# [Estratto della pagina]

“Qualcuno con cui giocare”
Linus
Mondadori, 2007
100 pagg. – 13 Euro
Un racconto lungo che sono riuscito a leggere sabato pomeriggio in meno di due ore. La storia di un ragazzino di 12 anni che rimane solo, senza i suoi soliti amici, in un Agosto della metà degli anni ’60. Ci troviamo nella periferia milanese, lì dove c’era l’erba (proprio come cantava Adriano Celentano). La noia, la calura e la voglia di fare di qualcosa di divertente portano Linù, il protagonista, a incappare nel suo primo dolce amore, in un nuovo amico a cui prima non aveva dato la benché minima considerazione, in un bullo manesco e nella prima scena di ‘erotismo dal vivo’ della sua vita. Parallelamente, in alcuni capitoli, leggiamo di come lo stesso Michele (Linù viene da Michelino) viva e si goda un certo numeri di giorni da solo, sempre a Milano, sempre in Agosto, ma da adulto. Solo a casa, senza moglie né figli per i piedi.
La copia in mio possesso è stata autografata dall’autore in persona durante la presentazione del libro, avvenuta giovedì scorso, 24 Gennaio, presso la Libreria Mondadori in via del Corso a Roma.
La scheda di Bol.it e quella di InternetBookshop.it.
Credo che Linus venga da Pasqualino (Pasquale).
Si. Esatto. Il nomignolo “Linus” viene dal diminuitivo di Pasquale, ossia Pasqualino. Il protagonista del romanzo, invece, viene chiamato Linù da Michelino (Michele).

# [Dati estratti]
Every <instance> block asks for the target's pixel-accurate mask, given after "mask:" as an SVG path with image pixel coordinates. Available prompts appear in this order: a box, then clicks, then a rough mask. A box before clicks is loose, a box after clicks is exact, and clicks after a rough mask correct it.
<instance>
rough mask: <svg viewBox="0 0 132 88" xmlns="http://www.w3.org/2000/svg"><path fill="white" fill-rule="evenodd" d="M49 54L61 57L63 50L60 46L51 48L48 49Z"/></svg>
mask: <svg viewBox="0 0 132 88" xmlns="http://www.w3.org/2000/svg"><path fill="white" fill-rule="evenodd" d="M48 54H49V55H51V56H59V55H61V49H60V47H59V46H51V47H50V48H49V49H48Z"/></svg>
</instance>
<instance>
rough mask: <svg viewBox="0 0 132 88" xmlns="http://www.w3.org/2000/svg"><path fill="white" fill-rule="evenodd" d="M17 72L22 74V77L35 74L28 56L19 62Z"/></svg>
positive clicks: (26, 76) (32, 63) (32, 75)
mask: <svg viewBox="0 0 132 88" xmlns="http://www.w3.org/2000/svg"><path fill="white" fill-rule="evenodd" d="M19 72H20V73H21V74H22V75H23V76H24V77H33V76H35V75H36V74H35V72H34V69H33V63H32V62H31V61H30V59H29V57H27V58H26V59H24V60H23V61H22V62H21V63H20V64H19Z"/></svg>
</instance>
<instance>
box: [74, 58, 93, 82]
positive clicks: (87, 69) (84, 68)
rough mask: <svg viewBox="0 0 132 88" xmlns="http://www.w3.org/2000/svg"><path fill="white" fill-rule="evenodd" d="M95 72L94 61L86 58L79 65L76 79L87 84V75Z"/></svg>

# [Compito da svolgere]
Trascrivi parola per parola il passo della recensione che comincia con "La copia in" e prosegue fino a "Corso a Roma.". Le righe non hanno alcun legame con la recensione.

# [Risultato]
La copia in mio possesso è stata autografata dall’autore in persona durante la presentazione del libro, avvenuta giovedì scorso, 24 Gennaio, presso la Libreria Mondadori in via del Corso a Roma.